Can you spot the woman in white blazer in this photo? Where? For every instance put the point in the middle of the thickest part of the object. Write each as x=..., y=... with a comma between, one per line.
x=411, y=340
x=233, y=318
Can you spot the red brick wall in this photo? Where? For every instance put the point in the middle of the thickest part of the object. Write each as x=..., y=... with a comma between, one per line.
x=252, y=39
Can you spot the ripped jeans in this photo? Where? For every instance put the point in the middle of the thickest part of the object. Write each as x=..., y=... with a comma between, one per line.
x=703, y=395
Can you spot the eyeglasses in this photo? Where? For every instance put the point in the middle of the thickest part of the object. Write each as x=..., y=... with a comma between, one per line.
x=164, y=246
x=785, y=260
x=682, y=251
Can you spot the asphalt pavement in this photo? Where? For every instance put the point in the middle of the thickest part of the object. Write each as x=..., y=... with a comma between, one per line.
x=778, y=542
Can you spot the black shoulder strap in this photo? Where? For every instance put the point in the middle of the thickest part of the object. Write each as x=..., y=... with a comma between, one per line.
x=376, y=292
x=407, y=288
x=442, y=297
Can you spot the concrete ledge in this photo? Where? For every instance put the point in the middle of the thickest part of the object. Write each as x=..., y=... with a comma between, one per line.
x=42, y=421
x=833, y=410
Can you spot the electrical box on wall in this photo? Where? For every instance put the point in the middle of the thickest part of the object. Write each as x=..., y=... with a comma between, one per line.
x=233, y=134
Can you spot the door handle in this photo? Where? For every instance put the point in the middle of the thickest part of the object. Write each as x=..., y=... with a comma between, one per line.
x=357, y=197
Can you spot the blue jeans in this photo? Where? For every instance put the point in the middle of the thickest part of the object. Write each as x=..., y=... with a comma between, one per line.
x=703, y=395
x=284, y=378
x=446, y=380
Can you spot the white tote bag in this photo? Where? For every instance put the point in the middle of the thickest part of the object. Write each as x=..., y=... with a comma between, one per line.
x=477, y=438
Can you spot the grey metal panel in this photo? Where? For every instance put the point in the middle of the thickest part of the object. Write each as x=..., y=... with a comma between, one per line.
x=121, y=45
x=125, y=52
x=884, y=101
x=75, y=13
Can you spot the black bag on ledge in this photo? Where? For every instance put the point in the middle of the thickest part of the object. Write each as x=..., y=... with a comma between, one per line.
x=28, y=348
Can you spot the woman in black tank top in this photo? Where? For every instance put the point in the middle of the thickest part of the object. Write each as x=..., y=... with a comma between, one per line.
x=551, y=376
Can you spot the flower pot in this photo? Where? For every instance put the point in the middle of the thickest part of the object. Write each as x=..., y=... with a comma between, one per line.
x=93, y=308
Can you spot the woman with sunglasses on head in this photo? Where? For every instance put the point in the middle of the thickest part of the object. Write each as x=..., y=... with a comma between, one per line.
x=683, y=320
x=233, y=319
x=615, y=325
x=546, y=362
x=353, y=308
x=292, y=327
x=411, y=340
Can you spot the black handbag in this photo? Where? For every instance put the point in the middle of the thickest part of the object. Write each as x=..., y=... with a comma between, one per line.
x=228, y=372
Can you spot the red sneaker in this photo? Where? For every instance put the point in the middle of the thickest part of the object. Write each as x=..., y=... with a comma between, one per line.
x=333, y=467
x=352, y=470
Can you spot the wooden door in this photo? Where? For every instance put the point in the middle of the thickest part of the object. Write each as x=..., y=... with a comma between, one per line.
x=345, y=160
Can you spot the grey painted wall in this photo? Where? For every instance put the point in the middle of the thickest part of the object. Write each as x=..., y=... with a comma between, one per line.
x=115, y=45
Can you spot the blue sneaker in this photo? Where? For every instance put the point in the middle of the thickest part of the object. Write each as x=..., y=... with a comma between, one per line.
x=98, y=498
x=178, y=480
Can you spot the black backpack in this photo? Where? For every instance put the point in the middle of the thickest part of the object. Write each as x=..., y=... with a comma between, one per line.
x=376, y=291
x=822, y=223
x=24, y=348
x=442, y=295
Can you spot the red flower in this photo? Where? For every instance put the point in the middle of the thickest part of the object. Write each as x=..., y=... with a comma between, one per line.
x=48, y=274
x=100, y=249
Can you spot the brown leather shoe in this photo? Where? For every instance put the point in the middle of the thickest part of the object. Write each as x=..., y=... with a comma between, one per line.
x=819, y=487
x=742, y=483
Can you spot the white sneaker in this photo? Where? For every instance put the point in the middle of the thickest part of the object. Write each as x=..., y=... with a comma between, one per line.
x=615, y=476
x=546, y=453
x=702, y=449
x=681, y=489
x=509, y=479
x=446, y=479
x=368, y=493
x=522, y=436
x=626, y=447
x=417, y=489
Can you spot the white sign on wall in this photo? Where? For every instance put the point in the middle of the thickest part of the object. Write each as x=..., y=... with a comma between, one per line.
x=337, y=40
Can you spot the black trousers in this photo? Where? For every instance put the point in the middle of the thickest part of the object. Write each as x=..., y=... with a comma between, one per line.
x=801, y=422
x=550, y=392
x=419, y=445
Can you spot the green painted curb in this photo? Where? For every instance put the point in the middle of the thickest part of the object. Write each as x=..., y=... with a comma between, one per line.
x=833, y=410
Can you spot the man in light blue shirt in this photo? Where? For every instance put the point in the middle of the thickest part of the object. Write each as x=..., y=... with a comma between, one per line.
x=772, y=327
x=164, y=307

==================================================

WHAT IS BEING ASKED> Set down the entire material again, exactly as it stands.

EXPECTED OUTPUT>
Can you spot the woman in white blazer in this photo? Where? For every instance put the point in the middle of the thickest part of the object. Write each as x=..., y=... with a comma between, one per line.
x=411, y=340
x=233, y=318
Can you spot the red brick wall in this photo? Where? For every instance put the point in the middle of the thickest part of the object. Write each as x=..., y=... with a comma between, one per line.
x=252, y=39
Can you spot the ripped jeans in this photo? Where? For every instance put the point in the middle of the thickest part of the object. Write each as x=..., y=... with a comma between, one per line.
x=703, y=395
Can you spot the eyeglasses in this photo? Where? For every instance put the point in the middle of the thickest part of the object. Write each as x=..., y=... with a comma between, one per line.
x=164, y=246
x=785, y=260
x=682, y=251
Can you spot the asphalt pavement in this photo? Where? For every instance put the point in the middle of the thickest part of the object. Write each as x=..., y=... with a comma between, one per line.
x=778, y=542
Can you spot the black shoulder strap in this photo? Where? For every instance put the point in the middle of the thickest part of the object. Write each as x=..., y=... with a comma between, one per line.
x=376, y=292
x=407, y=288
x=442, y=297
Can you spot the concrete ledge in this photo? Where? For every instance put the point in the middle of the thickest part of the object. Write each as x=..., y=... with a comma between, one per line.
x=42, y=421
x=833, y=410
Can you spot the electrical box on wall in this photo? Where? For every instance put the point in the middle of the thickest part of the object. Write each as x=..., y=... with a comma between, one per line.
x=233, y=134
Can you spot the door handle in this photo? Where? For every instance put the point in the middle of the thickest part of the object. Write each as x=..., y=... with a comma between, one per line.
x=357, y=197
Can you spot the blue jeans in this photo? Where? For every instance put the point in the middle of the thickest part of the object. Write each as x=..., y=... with a comma between, one per line.
x=703, y=395
x=284, y=378
x=446, y=380
Can you spot the white tote bag in this photo? Where? For every instance put the point in the middle of the thickest part of the object. Write each as x=..., y=... with a comma between, one per line.
x=477, y=438
Can you spot the grey metal panel in this photo? Where? For every instance put the point in the middle of the thickest part of the object. Write each as x=..., y=... with a comma between, one per line.
x=121, y=45
x=125, y=52
x=884, y=101
x=75, y=13
Can you spot the black bag on ledge in this photo? Where? For every instance put the point in the middle of the thickest part of the object. Write each as x=..., y=... with a comma between, one per line.
x=28, y=348
Can you spot the woman in black tank top in this photo? Where? For every instance put the point in the middle of the thickest part of the object. Write each as x=..., y=... with a comma between, one per line.
x=551, y=376
Can you spot the flower pot in this photo? Where? For every instance put the point in the middle of the thickest part of the object. Write each as x=..., y=... with a comma between, one per line.
x=93, y=308
Can you spot the woman with sunglasses on head in this photo? Where? For every instance put the point in the middle of the thickest part of the object. Write each as x=..., y=... with a comma between, one per line.
x=683, y=320
x=233, y=319
x=615, y=325
x=546, y=362
x=353, y=308
x=292, y=327
x=411, y=340
Can you spot the black handbag in this photo? Where? For every instance put the point in the middle of the thickest part of the object. Write each as x=..., y=... with a comma between, one per line.
x=228, y=372
Can you spot the red sneaker in this photo? Where? For every instance put the point in the middle of the thickest part of the object. Write each as x=..., y=... with a comma between, one per line.
x=333, y=467
x=352, y=470
Can you spot the wooden door in this photo? Where? For every instance put the point in the middle of the thickest part of the object. Write each as x=..., y=... with a comma between, one per line.
x=345, y=160
Can you spot the grey painted wall in this photo? Where? For every instance put the point in the middle of the thickest part of the object. Write each as x=..., y=... with a comma between, one per line.
x=115, y=45
Can you spot the blue sneaker in this photo? Where? For every instance put the point in the middle of the thickest part of the object. Write each as x=..., y=... with a comma between, one per line.
x=98, y=498
x=178, y=480
Can you spot the black backpack in this photo? Where? For every instance put the point in the middle of the thickest part of the object. Write each as x=..., y=... with a comma between, one per line.
x=376, y=291
x=822, y=223
x=24, y=348
x=442, y=295
Can you spot the red flower in this photo? Where? For every instance put the point in the middle of the thickest part of the object. Write each as x=..., y=... with a comma between, one per line.
x=48, y=274
x=100, y=249
Can you spot the brown leather shoe in this photo? Where? For every instance put the point in the middle of the thickest part of the object. Write each as x=..., y=... with a comma between, one per line.
x=819, y=487
x=742, y=483
Can you spot the white sneaker in this photo? Where? For every instance put the point in the middle of the thickest part of the object. Write each as x=..., y=... with a comma between, one per line.
x=615, y=476
x=546, y=453
x=702, y=449
x=681, y=489
x=509, y=479
x=446, y=479
x=368, y=493
x=522, y=436
x=626, y=447
x=417, y=489
Can you spot the white sign on wall in this photo? Where? For every instance put the point in the middle of the thickest part of the object. Write each as x=..., y=... with a comma between, one per line.
x=337, y=40
Can you spot the black trousers in this photo? Where? For every instance put the point in the middle of the thickest part of the object. Write each as x=..., y=... with a comma between, one per line.
x=801, y=422
x=550, y=392
x=419, y=445
Can you spot the green painted curb in this photo? Where? For every instance put the point in the middle of the thickest part of the object. Write each as x=..., y=... with a comma between, one per line.
x=833, y=410
Can you spot the man in light blue shirt in this photo? Where? For every instance put the point in the middle of the thickest part of the object. Write each as x=..., y=... with a comma between, one per line.
x=772, y=327
x=164, y=307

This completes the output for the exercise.